WHAT IS EXPECTED —
Convert the data below, from its start through the line that contains "[(124, 60), (131, 298), (86, 332)]", into a Markdown table with the columns Row and Line, one numbered row per line. Leave out blank lines and pictures.

── DATA EXCERPTS

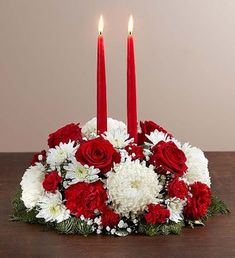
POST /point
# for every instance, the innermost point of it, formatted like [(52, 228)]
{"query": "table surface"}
[(217, 239)]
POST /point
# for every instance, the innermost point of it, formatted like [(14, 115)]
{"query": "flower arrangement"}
[(87, 183)]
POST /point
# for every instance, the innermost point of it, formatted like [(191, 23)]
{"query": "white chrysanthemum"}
[(76, 172), (132, 186), (197, 165), (118, 138), (56, 156), (51, 208), (31, 185), (156, 136), (176, 207), (89, 129)]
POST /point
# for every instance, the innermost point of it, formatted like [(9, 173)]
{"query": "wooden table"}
[(217, 239)]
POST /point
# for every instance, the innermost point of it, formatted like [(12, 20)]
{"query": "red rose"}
[(85, 198), (51, 181), (109, 218), (200, 201), (136, 152), (35, 157), (99, 153), (177, 188), (146, 128), (156, 214), (168, 157), (69, 132)]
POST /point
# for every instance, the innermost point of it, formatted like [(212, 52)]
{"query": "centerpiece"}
[(106, 177)]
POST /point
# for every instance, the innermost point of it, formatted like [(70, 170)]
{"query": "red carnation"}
[(85, 198), (200, 201), (69, 132), (146, 128), (177, 188), (156, 214), (168, 157), (51, 181), (35, 157), (136, 152), (109, 218), (99, 153)]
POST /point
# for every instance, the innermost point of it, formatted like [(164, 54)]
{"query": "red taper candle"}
[(101, 83), (131, 85)]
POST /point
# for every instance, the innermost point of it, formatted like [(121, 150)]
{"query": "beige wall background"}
[(185, 58)]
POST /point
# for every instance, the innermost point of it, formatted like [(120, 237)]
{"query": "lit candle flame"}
[(101, 25), (130, 25)]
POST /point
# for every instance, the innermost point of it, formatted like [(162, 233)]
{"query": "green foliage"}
[(74, 226), (20, 212), (161, 229)]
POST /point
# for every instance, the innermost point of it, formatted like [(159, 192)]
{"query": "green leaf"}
[(73, 226), (161, 229), (217, 207)]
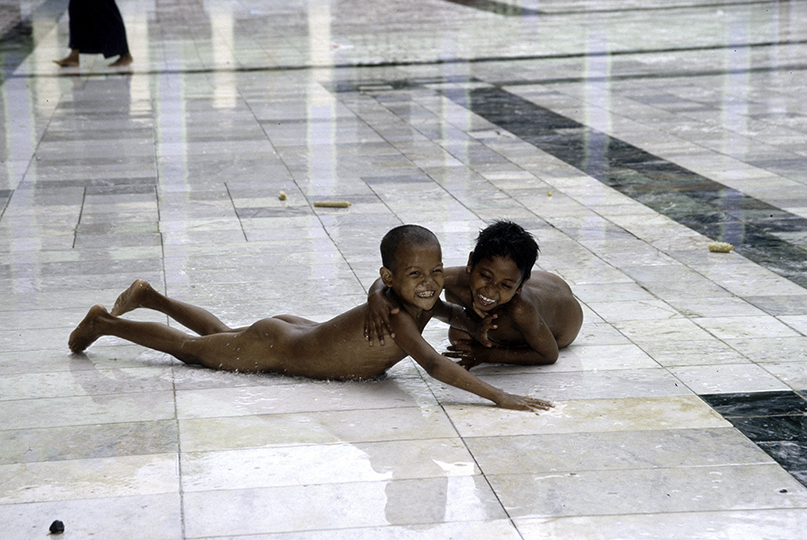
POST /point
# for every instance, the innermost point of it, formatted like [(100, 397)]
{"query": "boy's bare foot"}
[(124, 60), (131, 298), (86, 332)]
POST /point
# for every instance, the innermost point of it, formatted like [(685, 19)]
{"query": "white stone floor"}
[(171, 171)]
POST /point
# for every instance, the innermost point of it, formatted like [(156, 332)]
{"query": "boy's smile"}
[(418, 277), (493, 282)]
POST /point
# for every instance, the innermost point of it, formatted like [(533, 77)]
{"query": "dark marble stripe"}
[(499, 8), (509, 10), (775, 421), (712, 209)]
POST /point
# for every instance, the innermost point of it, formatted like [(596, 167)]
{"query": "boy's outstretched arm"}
[(408, 337)]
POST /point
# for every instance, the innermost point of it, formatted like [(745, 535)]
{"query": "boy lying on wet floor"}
[(519, 316), (412, 273)]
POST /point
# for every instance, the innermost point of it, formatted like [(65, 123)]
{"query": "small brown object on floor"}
[(720, 247)]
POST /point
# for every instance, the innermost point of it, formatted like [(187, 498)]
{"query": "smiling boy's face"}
[(493, 282), (418, 276)]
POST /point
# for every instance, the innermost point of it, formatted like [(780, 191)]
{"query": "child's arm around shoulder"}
[(408, 337)]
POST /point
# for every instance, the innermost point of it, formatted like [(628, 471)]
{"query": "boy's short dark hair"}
[(507, 240), (404, 234)]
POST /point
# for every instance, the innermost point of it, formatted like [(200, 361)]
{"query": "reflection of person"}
[(522, 317), (96, 27), (336, 349)]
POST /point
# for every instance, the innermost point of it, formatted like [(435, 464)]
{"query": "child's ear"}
[(386, 276)]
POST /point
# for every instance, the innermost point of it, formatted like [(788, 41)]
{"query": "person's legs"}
[(142, 294), (249, 350)]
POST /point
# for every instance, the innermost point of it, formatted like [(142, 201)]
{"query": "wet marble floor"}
[(625, 135)]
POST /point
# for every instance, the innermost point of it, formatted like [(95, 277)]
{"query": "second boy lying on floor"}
[(336, 349), (520, 317)]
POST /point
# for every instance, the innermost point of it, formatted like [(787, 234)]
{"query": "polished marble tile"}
[(757, 524), (653, 490), (624, 138)]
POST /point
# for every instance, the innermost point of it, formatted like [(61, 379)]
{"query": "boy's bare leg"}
[(142, 294), (227, 350)]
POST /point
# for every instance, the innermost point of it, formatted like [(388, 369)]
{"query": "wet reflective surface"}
[(625, 135)]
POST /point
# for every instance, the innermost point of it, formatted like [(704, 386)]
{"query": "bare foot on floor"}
[(131, 298), (124, 60), (71, 60), (86, 332), (67, 62)]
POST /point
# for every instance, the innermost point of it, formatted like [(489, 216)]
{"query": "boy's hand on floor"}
[(523, 403)]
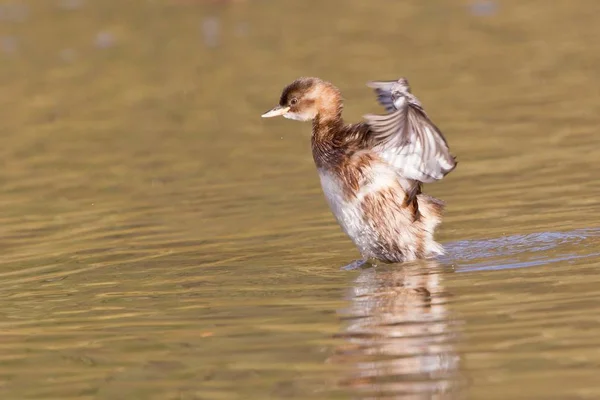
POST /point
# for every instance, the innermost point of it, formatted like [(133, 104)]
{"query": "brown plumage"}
[(372, 172)]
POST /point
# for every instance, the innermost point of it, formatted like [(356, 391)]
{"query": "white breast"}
[(349, 212)]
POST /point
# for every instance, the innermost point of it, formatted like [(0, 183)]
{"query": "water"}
[(162, 241)]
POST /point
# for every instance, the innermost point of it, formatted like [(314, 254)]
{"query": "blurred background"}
[(162, 241)]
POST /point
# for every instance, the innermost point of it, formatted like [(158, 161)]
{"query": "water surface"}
[(161, 241)]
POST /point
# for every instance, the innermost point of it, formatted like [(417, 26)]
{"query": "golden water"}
[(161, 241)]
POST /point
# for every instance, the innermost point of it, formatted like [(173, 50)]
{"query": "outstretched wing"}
[(383, 89), (407, 139)]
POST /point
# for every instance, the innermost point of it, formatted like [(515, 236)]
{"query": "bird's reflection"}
[(400, 338)]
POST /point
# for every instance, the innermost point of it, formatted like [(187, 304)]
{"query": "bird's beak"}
[(276, 112)]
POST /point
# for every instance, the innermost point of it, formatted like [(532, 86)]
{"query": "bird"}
[(372, 172)]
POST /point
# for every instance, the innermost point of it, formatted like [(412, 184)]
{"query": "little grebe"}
[(372, 172)]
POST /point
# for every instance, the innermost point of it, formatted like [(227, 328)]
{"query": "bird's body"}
[(371, 172)]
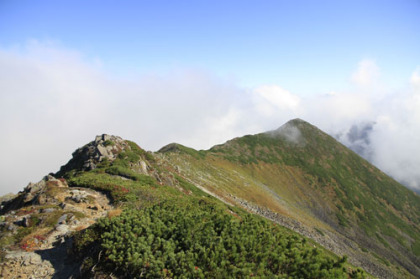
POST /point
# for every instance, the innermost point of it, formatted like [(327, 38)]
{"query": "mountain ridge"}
[(296, 176)]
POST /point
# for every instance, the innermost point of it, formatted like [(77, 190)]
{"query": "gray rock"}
[(63, 229), (62, 219), (26, 222), (48, 210)]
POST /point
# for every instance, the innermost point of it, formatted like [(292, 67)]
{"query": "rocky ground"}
[(48, 213)]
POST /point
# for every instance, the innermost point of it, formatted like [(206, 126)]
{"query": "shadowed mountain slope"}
[(164, 220), (303, 178)]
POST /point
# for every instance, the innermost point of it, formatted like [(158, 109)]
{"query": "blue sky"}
[(202, 72), (306, 46)]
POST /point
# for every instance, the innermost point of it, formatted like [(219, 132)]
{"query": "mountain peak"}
[(104, 147)]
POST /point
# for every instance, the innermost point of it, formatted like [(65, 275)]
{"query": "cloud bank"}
[(54, 100)]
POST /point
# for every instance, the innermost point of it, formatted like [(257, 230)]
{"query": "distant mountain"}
[(298, 173), (292, 202)]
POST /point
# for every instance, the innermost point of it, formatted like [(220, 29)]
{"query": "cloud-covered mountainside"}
[(292, 202)]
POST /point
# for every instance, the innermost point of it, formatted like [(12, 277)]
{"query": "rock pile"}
[(104, 147)]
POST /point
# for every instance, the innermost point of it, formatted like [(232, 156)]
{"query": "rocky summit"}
[(292, 202)]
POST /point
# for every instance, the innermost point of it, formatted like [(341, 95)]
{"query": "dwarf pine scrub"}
[(201, 239)]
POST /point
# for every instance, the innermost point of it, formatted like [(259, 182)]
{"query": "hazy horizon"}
[(201, 73)]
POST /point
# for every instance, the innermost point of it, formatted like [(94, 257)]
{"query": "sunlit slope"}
[(301, 172)]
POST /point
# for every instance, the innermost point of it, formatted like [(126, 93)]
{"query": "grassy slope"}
[(302, 172), (168, 227)]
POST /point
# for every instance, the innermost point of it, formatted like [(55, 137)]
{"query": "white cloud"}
[(276, 98), (53, 100)]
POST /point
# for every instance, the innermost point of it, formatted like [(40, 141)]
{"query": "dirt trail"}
[(48, 257)]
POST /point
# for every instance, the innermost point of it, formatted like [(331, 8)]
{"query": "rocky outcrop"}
[(104, 147), (39, 223)]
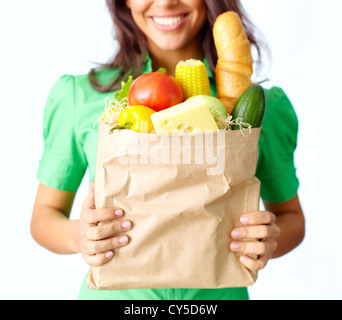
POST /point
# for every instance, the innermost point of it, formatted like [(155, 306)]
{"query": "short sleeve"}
[(278, 141), (63, 163)]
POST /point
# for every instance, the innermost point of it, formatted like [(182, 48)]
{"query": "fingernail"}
[(234, 246), (118, 212), (236, 233), (244, 219), (244, 259), (123, 239), (109, 254), (126, 225)]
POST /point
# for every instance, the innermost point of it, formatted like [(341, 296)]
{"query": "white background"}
[(42, 40)]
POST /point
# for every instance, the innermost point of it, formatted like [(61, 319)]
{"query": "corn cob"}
[(192, 76)]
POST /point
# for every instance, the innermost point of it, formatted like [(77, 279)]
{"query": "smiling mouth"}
[(168, 21)]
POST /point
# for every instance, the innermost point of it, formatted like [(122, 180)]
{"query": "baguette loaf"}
[(234, 66)]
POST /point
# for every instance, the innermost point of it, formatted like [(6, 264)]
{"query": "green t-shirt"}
[(70, 145)]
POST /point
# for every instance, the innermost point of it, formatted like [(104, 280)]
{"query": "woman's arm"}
[(269, 234), (290, 220), (95, 235), (50, 224)]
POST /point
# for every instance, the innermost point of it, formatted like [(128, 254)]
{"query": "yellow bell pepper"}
[(136, 118)]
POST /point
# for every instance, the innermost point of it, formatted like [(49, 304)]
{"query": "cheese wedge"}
[(188, 117)]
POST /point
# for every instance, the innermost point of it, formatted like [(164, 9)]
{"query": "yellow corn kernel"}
[(193, 77)]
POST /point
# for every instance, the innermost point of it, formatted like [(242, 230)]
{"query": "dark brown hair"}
[(133, 45)]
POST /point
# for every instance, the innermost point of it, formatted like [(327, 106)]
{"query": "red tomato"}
[(156, 90)]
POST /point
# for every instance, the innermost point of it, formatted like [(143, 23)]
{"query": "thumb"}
[(90, 199)]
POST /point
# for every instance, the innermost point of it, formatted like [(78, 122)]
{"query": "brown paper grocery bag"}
[(184, 194)]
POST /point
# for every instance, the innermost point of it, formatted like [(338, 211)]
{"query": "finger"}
[(89, 201), (96, 247), (100, 259), (95, 216), (254, 232), (257, 218), (254, 265), (253, 247), (103, 231)]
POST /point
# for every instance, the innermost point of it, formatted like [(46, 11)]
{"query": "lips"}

────

SOLVED PROBLEM —
| Row | Line |
|---|---|
| 1 | POST /point |
| 2 | # for every instance, the innermost point of it, formatted like [(52, 228)] |
| 3 | {"query": "table surface"} |
| 4 | [(217, 239)] |
| 5 | POST /point |
| 6 | # for every instance, the innermost point of it, formatted like [(14, 115)] |
| 7 | {"query": "flower arrangement"} |
| 8 | [(87, 183)] |
| 9 | POST /point |
| 10 | # for every instance, the innermost point of it, formatted like [(191, 23)] |
| 11 | {"query": "white chrysanthemum"} |
| 12 | [(76, 172), (132, 186), (197, 165), (118, 138), (56, 156), (51, 208), (31, 185), (156, 136), (176, 207), (89, 129)] |
| 13 | POST /point |
| 14 | # for every instance, the innermost point of it, formatted like [(9, 173)] |
| 15 | {"query": "wooden table"} |
| 16 | [(217, 239)] |
| 17 | POST /point |
| 18 | # for every instance, the innermost point of it, formatted like [(12, 20)] |
| 19 | {"query": "red rose"} |
| 20 | [(85, 198), (51, 181), (109, 218), (200, 201), (136, 152), (35, 157), (99, 153), (177, 188), (146, 128), (156, 214), (168, 157), (69, 132)] |
| 21 | POST /point |
| 22 | # for every instance, the innermost point of it, formatted like [(212, 52)] |
| 23 | {"query": "centerpiece"} |
| 24 | [(106, 177)] |
| 25 | POST /point |
| 26 | # for every instance, the innermost point of it, formatted like [(70, 170)] |
| 27 | {"query": "red carnation"} |
| 28 | [(85, 198), (200, 201), (69, 132), (146, 128), (177, 188), (156, 214), (168, 157), (51, 181), (35, 157), (136, 152), (109, 218), (99, 153)] |
| 29 | POST /point |
| 30 | # for every instance, the innermost point of it, formatted like [(164, 54)] |
| 31 | {"query": "red taper candle"} |
| 32 | [(101, 83), (131, 85)] |
| 33 | POST /point |
| 34 | # for every instance, the innermost point of it, formatted like [(121, 150)] |
| 35 | {"query": "beige wall background"} |
| 36 | [(185, 58)] |
| 37 | POST /point |
| 38 | # for every instance, the innermost point of it, formatted like [(120, 237)] |
| 39 | {"query": "lit candle flame"} |
| 40 | [(101, 25), (130, 25)] |
| 41 | POST /point |
| 42 | # for every instance, the innermost point of it, formatted like [(162, 233)] |
| 43 | {"query": "green foliage"} |
| 44 | [(74, 226), (20, 212), (161, 229)] |
| 45 | POST /point |
| 46 | # for every instance, the innermost point of it, formatted like [(159, 192)] |
| 47 | {"query": "green leaf"} |
| 48 | [(73, 226), (161, 229), (217, 207)] |
| 49 | POST /point |
| 50 | # for every instance, the innermost point of it, formatted like [(100, 397)] |
| 51 | {"query": "boy's bare foot"} |
| 52 | [(124, 60), (131, 298), (86, 332)] |